Assigned task => Write the data out in full and word for word. Do not include images.

Supplied data =>
- Opening Delimiter -

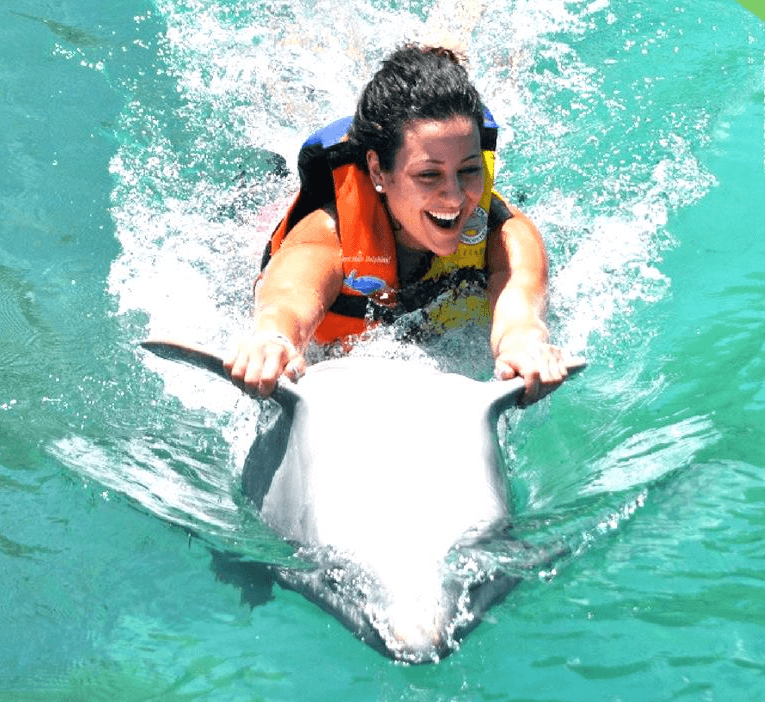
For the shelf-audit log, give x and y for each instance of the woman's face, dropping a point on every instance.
(435, 184)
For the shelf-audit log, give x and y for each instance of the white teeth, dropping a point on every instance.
(446, 216)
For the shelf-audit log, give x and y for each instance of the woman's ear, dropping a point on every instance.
(375, 171)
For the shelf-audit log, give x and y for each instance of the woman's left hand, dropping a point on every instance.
(540, 364)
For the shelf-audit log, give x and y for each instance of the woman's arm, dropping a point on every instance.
(518, 298)
(300, 283)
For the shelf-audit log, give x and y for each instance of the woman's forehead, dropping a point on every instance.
(426, 138)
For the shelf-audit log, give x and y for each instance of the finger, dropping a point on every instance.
(295, 369)
(532, 388)
(504, 371)
(273, 366)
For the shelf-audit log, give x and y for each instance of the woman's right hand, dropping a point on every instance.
(261, 360)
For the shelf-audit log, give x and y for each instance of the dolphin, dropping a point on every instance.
(387, 476)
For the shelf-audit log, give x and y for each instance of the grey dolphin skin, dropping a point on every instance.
(387, 475)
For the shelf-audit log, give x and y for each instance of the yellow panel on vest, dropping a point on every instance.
(456, 313)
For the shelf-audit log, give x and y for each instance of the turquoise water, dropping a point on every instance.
(135, 148)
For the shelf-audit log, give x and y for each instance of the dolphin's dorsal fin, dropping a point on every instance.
(503, 394)
(173, 351)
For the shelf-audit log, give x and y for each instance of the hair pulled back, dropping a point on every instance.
(415, 82)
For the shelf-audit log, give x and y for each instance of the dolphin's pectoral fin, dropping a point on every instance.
(255, 580)
(267, 451)
(173, 351)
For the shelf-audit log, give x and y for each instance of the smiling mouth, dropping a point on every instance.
(444, 220)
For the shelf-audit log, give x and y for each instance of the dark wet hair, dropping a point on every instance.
(415, 82)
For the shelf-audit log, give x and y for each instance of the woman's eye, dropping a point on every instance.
(471, 171)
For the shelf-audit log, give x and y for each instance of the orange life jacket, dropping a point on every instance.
(366, 238)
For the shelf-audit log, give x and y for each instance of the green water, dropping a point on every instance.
(632, 133)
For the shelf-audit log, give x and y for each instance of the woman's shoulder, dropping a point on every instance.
(317, 227)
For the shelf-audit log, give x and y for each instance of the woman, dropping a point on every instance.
(402, 204)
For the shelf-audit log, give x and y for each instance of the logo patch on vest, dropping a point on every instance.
(365, 284)
(476, 228)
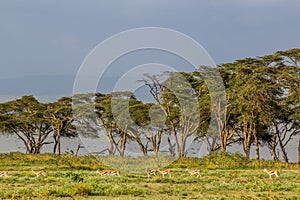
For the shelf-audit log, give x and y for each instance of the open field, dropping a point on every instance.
(223, 177)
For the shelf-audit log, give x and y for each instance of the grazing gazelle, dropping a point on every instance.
(272, 172)
(114, 173)
(165, 172)
(194, 172)
(151, 172)
(103, 173)
(4, 173)
(39, 172)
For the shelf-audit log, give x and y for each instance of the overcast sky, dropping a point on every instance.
(53, 37)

- Closing Delimiter -

Expected output =>
For the shelf-audit log, give x and y for each instance of the woman's face, dropping a point on every instance.
(435, 184)
For the shelf-audit log, give x and y for each instance of the white teeth, dropping a point on every instance.
(446, 216)
For the shelf-audit log, give x and y for each instance of the woman's ear, dropping a point on every instance.
(375, 171)
For the shelf-audit log, give x and y for each instance of the woman's left hand, dropping a point on every instance.
(540, 364)
For the shelf-audit log, give x and y for each instance of the woman's arm, dropping a point on every instance.
(518, 298)
(300, 283)
For the shelf-audit log, give x and y for each instance of the woman's forehead, dropping a point on every instance.
(426, 138)
For the shelf-audit log, give x and y for each instance of the finger, dropping a point on every instance.
(295, 369)
(532, 388)
(504, 371)
(273, 366)
For the shelf-audit log, give x and y for each instance of the woman's right hand, dropping a point on every instance.
(261, 360)
For the shelf-audit log, give x and y for each instance of the dolphin, dropping a point on every instance.
(387, 476)
For the shelf-audit log, give x and y for each instance of the grey dolphin skin, dropping a point on every instance.
(387, 475)
For the shelf-audit log, give x and y for each instance of the yellow panel on vest, dropping a point on every instance.
(456, 313)
For the shelf-audit log, give x and y for each instance of the turquoise water, dropping a point on every instance.
(135, 148)
For the shelf-audit log, give x and y for each instance of the dolphin's dorsal fin, dropping a point on every instance.
(503, 394)
(173, 351)
For the shelf-audit log, give x and y for each instance of the hair pulled back, dropping a point on every instance.
(415, 82)
For the shelf-audit log, give x and y for each instance of the dolphin's pectoral fin, dropping a point on every instance.
(255, 580)
(267, 451)
(173, 351)
For the shelf-audit log, give x and y for each instance of the smiling mouth, dropping a point on every instance.
(444, 220)
For the shelf-audit log, give x and y for each instance of the dark wet hair, dropping a point on every instance.
(415, 82)
For the shelf-audit log, give x and y for each instance of the woman's eye, dropping a point on every instance.
(471, 171)
For the shelf-audit log, give x and y for each instance of the orange life jacket, dropping a point on every instance.
(366, 238)
For the shelf-audit log, give x and y for each instance of the green water, dropping a point on every instance.
(632, 133)
For the shelf-audit log, give x and y for each instance of the woman's shoulder, dropping a point on every instance.
(317, 227)
For the shelf-audit log, give x and y for each instance of the woman, dropping a point on every instance.
(402, 204)
For the shelf-audit log, give x and y for each instance of the logo patch on vest, dropping a point on every instance.
(365, 284)
(476, 228)
For the shelf-audit log, give x and y for each instance of the open field, dropping a point on every instance.
(223, 177)
For the shelf-audit log, give x and y for each instance of the grazing gazelle, dropping a point on every instance.
(272, 172)
(114, 173)
(165, 172)
(194, 172)
(151, 172)
(103, 173)
(4, 173)
(39, 172)
For the shelf-audit log, give x and y for each instance of the overcast sky, dropping a point on every instance.
(53, 37)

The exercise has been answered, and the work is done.